*Requirements*.
What follows is a block of records; reproduce all of it verbatim.

*Material for the task*.

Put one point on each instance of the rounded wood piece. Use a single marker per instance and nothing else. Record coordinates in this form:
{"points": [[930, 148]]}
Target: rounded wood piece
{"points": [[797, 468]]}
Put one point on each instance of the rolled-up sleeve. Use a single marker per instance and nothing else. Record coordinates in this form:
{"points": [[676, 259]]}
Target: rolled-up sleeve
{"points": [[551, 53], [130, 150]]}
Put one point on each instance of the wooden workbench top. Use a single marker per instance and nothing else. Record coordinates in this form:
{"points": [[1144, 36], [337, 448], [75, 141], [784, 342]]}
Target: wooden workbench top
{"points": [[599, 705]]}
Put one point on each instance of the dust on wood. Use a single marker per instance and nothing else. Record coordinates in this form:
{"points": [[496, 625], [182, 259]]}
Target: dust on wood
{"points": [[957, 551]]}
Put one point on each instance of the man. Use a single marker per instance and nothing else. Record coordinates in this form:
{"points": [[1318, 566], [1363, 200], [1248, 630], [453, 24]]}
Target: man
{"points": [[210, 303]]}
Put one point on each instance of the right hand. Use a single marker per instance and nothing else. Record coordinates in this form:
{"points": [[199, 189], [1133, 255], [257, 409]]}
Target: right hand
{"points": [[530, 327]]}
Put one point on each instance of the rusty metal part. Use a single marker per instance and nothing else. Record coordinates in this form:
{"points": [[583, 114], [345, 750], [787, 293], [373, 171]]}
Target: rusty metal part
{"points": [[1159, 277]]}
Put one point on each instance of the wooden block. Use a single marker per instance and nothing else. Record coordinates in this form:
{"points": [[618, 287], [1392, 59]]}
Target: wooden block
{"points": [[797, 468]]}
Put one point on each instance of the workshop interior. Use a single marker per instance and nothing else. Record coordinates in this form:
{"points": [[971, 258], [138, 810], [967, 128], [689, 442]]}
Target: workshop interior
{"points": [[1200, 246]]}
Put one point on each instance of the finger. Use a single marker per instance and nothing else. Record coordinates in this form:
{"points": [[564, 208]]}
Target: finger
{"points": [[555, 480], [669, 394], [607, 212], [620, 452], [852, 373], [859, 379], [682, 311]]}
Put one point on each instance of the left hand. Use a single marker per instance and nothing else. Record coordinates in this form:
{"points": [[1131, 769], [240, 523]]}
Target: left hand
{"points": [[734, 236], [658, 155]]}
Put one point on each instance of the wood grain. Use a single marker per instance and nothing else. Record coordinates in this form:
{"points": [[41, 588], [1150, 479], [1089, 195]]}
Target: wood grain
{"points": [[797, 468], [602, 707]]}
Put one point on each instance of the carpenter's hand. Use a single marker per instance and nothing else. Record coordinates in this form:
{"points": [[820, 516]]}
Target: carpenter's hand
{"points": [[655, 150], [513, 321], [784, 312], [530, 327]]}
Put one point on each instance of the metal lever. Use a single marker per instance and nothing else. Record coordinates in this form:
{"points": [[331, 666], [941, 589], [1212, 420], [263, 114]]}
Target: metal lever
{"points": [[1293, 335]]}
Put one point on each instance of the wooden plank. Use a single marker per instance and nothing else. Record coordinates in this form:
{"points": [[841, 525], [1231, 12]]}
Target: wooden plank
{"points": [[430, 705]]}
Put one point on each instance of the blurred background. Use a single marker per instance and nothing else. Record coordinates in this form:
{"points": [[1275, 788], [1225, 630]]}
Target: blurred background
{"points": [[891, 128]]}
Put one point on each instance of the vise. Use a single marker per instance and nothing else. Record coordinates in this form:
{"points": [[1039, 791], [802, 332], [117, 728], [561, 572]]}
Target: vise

*Task response*.
Put one point on each instance of the rounded wood piece. Use a single marker per instance and nothing else. Record coordinates in this form:
{"points": [[930, 148]]}
Target: rounded wood piece
{"points": [[797, 468]]}
Put one point on each instance of the rolled-up sleeve. Use a single marker per instance and nothing else. Record coordinates in this form:
{"points": [[676, 259]]}
Target: rolled-up sleeve
{"points": [[551, 53], [130, 150]]}
Put one point on each instance of the wooden workbench top. Use a single marker per instance and nothing else. Record coordinates in this form:
{"points": [[1144, 36], [337, 448], [75, 141], [784, 342]]}
Target: wooden workbench top
{"points": [[599, 705]]}
Put one point on each instance of the dust on wood. Use a single marker per instance and nothing else. Record coordinates in this form:
{"points": [[496, 625], [182, 259]]}
Target: dust on wood
{"points": [[957, 551]]}
Put one point on each instance of the man. Use a single marker per instance and nothing else. Record coordinates in this form:
{"points": [[1318, 566], [1363, 200], [1248, 630], [453, 24]]}
Target: man
{"points": [[210, 303]]}
Put one point on each instance of the right hand. Use a single marker per instance and nothing else. Record coordinates in this form:
{"points": [[199, 189], [1133, 255], [257, 409]]}
Target: right hand
{"points": [[530, 327]]}
Put one point on each instance of the rusty metal part. Use a single marker per instance and nothing else. Record coordinates in this form:
{"points": [[583, 114], [345, 750], [787, 293], [373, 171]]}
Target: rusty metal part
{"points": [[1159, 277]]}
Put one point on each instance of the wooden block. Use a single marker per instance and nothing else. Record coordinates in this form:
{"points": [[618, 287], [1392, 59]]}
Target: wooden block
{"points": [[797, 468]]}
Put one point on each instance of the workshop interior. Use a single marker per instance and nothing else. Record coordinates in this form:
{"points": [[971, 258], [138, 810], [967, 128], [689, 442]]}
Target: workshop interior
{"points": [[1200, 246]]}
Put one point on each instance of the finger. Use a single marker per instance and nothing else. Record coordinates in this form:
{"points": [[564, 208]]}
Target: finger
{"points": [[555, 480], [669, 394], [607, 212], [620, 452], [852, 373], [859, 379], [682, 311]]}
Put one point on each instance of the left hand. Use a single marker per instance and nothing else. Record coordinates in this form:
{"points": [[1131, 769], [240, 523]]}
Target: left hand
{"points": [[734, 236], [658, 155]]}
Put one point on each instance of the wood grain. Use a single marker per instance and nothing else. Record coordinates in this form:
{"points": [[41, 588], [1150, 479], [1089, 195]]}
Target: wood grain
{"points": [[797, 468], [602, 707]]}
Put one point on each instance of the carpenter's hand. Use a single marker per instance and nothing else. Record coordinates in this form:
{"points": [[820, 516]]}
Target: carpenter's hand
{"points": [[655, 150], [513, 321], [784, 312], [530, 327]]}
Put one point on each instance of the metal lever. Use a single marker per instance and nothing else. Record coordinates in this form:
{"points": [[331, 666], [941, 589], [1212, 420], [263, 114]]}
Target: metal lever
{"points": [[1293, 335]]}
Put one point on each instance of the wooden plank. Use a single marker per instance and nothing else. Record coordinates in this form:
{"points": [[841, 525], [1231, 12]]}
Target: wooden plank
{"points": [[430, 705]]}
Put one point on each instance of the blurred background. Use a single marker per instance and nothing else. Record coordinates in this form:
{"points": [[1275, 788], [1225, 630]]}
Target: blurred background
{"points": [[891, 128]]}
Put one point on each instance of the vise. Use a single marker per instance and nothing else. Record coordinates in this form:
{"points": [[1039, 791], [802, 332], [117, 728], [561, 572]]}
Target: vise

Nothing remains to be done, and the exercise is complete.